**Dataset extracts with box labels**

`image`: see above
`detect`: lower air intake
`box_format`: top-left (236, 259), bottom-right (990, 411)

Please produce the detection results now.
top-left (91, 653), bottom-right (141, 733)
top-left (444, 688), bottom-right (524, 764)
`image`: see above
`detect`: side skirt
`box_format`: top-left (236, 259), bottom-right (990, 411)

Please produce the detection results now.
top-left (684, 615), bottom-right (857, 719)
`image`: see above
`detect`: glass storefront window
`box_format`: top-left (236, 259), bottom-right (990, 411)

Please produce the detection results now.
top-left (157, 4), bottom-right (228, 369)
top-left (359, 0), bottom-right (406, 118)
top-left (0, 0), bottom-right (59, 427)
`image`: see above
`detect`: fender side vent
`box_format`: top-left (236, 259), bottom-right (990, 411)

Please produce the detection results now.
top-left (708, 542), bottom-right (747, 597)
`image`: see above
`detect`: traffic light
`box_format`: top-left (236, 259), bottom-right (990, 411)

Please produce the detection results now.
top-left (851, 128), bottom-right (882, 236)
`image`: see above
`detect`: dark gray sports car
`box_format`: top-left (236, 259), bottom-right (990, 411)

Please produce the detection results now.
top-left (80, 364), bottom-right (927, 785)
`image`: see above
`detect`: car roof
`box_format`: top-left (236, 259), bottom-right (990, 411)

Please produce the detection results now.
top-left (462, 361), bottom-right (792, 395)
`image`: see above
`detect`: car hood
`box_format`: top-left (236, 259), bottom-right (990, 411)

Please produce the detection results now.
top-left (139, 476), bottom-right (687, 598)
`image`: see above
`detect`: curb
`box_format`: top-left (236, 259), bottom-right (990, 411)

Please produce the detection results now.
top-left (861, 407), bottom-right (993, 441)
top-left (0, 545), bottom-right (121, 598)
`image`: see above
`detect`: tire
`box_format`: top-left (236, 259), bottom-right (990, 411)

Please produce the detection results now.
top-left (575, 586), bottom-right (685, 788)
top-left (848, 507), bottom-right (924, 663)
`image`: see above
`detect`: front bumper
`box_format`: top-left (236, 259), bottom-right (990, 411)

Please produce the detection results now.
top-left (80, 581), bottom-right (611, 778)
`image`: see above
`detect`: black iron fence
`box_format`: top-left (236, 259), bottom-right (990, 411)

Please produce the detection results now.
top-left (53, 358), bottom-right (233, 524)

**What is needed**
Reproduce the items verbatim, starting at the very first line and ending with the line that contains "top-left (80, 364), bottom-right (927, 785)", including that line.

**Written solution**
`image`: see above
`detect`: lower air intake
`box_format`: top-left (236, 259), bottom-right (990, 411)

Please produce the detection results now.
top-left (91, 653), bottom-right (141, 733)
top-left (444, 688), bottom-right (524, 764)
`image`: see above
`detect`: side skirt
`box_format`: top-left (236, 259), bottom-right (990, 411)

Please produce the detection results now.
top-left (684, 615), bottom-right (857, 719)
`image`: see above
`detect`: glass storefront window
`box_format`: top-left (236, 259), bottom-right (990, 411)

Please produce the detection results now.
top-left (157, 4), bottom-right (228, 369)
top-left (359, 0), bottom-right (406, 118)
top-left (0, 0), bottom-right (59, 427)
`image`: see above
`detect`: fender side vent
`box_format`: top-left (236, 259), bottom-right (990, 411)

Please produce the detection results now.
top-left (708, 542), bottom-right (747, 597)
`image`: see above
`detect`: traffic light
`box_format`: top-left (236, 259), bottom-right (990, 411)

Please produce the detection results now.
top-left (851, 128), bottom-right (882, 236)
`image`: see above
`detect`: dark gray sports car
`box_format`: top-left (236, 259), bottom-right (990, 411)

Please produce the detection results now.
top-left (80, 364), bottom-right (927, 785)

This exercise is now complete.